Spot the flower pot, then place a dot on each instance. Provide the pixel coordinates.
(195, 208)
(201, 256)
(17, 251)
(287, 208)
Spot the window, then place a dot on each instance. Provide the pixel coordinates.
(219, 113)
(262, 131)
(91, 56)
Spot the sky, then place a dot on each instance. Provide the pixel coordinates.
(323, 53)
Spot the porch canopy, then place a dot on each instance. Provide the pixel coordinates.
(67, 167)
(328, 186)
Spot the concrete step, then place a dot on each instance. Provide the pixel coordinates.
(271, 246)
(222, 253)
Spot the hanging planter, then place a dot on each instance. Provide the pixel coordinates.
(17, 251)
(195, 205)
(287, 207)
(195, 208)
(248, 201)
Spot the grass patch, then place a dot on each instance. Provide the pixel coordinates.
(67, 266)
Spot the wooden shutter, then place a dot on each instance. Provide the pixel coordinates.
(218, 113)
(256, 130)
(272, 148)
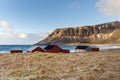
_ _ _ _
Instructions for the task
Rewrite the material from the line with "Spot the wooden" through the end, swapping "wooden shutter" for "window shutter" and leaving everything else unchanged. Leave the pictures out of your answer.

Full answer
Spot the window shutter, then place a dot on each instance. Provide the pixel coordinates.
(218, 113)
(256, 130)
(272, 148)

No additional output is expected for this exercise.